* **Page extract**
[Start of section]

    Kim and Jim decided to head up the mountain to rescue Roby but as they are sneaking supplies from the ski room one of the gang members shows up. It is the man who Kim captured on film causing the fatal accident. He tells them that he is looking to run out on the gang and will take them to Roby if they can secure half a million dollars in jewels from Roby's father. Having no other option they agree. Kim and Jim go to Jean Paul's home where they secure the jewels from his wife but are falsely accused of being the ones behind Roby's kidnapping.

    They make the dangerous trip up the mountain which includes skiing sideways across a headwall that has a worrying amount of snow overhead. Once at the cabin they find Roby and spend the night there waiting for him to warm up enough to be able to safely make their decent.    

    The next morning they get back to the headwall when the criminal tells them that this is where they part ways. He instructs them to head back across the headwall and that he will climb up the mountain and descend on the other side. However once he is farther up the mountain Kim sees him with a gun. He is going to wait until they are crossing the headwall then shoot the gun to cause an avalanche, killing the three. When they don't begin to cross the headwall he points the gun at them, leaving them no option but to try and outrun the avalanche.

    Jim is the only one who outruns it. Kim and Roby are buried alive but dug out by Jim. Soon they are rescued by patrol men checking the area. Once safe the three head to the police station to report everything but there they are instantly arrested for murder, kidnapping, and drug smuggling. The head of the gang is also their impersonating the Interpol agent that was murdered.

    They are all taken to Jean Paul's house where Kim outwits the gang leader, Roby tells his story, and Jean Paul accepts Roby as his son.
[End of section]
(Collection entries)
[Start of section]
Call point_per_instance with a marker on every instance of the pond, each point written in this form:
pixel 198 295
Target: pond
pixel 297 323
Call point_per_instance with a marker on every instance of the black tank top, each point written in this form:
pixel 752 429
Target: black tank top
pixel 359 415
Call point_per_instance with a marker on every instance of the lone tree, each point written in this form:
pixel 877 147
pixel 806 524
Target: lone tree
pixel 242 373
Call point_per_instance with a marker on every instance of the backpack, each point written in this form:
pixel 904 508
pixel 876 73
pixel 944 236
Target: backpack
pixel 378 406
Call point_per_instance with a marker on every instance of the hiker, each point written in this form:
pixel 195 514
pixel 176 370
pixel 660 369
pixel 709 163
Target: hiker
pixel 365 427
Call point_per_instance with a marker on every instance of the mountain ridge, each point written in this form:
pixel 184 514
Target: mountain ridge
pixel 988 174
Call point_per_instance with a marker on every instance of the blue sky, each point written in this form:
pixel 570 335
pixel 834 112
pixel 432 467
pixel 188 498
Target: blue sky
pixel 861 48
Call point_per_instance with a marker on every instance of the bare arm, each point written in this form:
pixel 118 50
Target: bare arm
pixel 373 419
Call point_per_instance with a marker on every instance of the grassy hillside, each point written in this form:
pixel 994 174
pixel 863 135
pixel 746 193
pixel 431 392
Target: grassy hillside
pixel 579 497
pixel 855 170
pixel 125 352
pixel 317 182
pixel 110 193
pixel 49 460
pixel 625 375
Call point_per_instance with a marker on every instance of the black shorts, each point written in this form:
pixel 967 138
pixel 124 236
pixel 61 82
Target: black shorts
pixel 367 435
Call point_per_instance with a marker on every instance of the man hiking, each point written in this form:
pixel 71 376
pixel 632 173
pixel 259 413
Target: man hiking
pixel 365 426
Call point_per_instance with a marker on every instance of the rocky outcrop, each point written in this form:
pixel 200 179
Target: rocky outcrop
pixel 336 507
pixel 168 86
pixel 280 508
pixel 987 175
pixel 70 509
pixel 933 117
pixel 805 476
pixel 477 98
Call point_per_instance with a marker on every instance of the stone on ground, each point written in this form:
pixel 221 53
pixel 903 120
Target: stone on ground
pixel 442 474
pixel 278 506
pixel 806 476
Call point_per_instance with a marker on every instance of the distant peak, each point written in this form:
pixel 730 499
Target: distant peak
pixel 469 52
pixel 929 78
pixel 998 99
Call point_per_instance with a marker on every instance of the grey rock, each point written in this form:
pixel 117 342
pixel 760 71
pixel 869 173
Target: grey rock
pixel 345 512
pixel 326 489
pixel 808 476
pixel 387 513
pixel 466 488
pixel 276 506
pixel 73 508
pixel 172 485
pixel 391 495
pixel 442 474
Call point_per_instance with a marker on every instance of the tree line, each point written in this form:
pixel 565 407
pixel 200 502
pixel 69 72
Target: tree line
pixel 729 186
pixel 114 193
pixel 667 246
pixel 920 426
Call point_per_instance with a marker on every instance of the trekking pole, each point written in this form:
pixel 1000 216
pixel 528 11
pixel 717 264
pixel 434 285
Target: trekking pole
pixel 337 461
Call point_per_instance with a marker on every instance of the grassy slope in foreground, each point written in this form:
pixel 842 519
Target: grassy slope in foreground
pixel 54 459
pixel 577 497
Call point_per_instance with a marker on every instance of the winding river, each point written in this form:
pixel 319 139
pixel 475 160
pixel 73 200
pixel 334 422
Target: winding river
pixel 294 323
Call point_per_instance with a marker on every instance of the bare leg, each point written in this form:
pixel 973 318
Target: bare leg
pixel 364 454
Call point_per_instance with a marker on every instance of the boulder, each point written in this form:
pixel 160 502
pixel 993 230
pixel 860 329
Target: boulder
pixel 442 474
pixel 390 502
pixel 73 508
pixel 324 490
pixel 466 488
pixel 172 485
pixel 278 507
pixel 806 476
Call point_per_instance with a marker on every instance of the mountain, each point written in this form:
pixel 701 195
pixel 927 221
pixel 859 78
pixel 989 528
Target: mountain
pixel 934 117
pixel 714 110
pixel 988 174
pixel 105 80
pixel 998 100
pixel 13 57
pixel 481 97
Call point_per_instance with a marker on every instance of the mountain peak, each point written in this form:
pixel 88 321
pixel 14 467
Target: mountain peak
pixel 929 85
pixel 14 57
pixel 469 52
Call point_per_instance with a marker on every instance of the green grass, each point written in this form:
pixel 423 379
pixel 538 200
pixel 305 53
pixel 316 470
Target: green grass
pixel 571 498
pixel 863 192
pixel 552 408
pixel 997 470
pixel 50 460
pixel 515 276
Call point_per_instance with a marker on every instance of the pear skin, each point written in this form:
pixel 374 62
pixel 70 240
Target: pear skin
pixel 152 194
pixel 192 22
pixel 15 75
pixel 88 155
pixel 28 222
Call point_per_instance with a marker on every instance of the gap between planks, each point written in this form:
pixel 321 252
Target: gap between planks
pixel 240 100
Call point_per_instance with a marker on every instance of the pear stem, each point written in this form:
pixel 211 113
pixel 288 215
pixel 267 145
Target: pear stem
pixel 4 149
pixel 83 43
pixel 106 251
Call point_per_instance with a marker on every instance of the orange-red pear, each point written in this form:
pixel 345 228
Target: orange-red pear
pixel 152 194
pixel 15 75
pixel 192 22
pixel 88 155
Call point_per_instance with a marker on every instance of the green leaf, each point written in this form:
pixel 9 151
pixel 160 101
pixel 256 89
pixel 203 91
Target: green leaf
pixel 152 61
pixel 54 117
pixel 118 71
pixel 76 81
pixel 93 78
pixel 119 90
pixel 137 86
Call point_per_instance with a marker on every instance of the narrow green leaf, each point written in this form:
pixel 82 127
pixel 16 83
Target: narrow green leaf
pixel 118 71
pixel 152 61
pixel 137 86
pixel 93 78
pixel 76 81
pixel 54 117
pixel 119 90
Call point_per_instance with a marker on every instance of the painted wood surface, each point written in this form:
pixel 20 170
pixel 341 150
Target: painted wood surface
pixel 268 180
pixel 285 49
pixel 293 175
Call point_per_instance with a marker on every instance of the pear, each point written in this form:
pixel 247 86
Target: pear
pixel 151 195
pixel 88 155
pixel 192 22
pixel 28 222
[End of section]
* **What needs to be done**
Output the passage of the plot summary from "They make the" to "outrun the avalanche.", word for word. Work only from the plot summary.

* **Answer to this task**
They make the dangerous trip up the mountain which includes skiing sideways across a headwall that has a worrying amount of snow overhead. Once at the cabin they find Roby and spend the night there waiting for him to warm up enough to be able to safely make their decent.    

    The next morning they get back to the headwall when the criminal tells them that this is where they part ways. He instructs them to head back across the headwall and that he will climb up the mountain and descend on the other side. However once he is farther up the mountain Kim sees him with a gun. He is going to wait until they are crossing the headwall then shoot the gun to cause an avalanche, killing the three. When they don't begin to cross the headwall he points the gun at them, leaving them no option but to try and outrun the avalanche.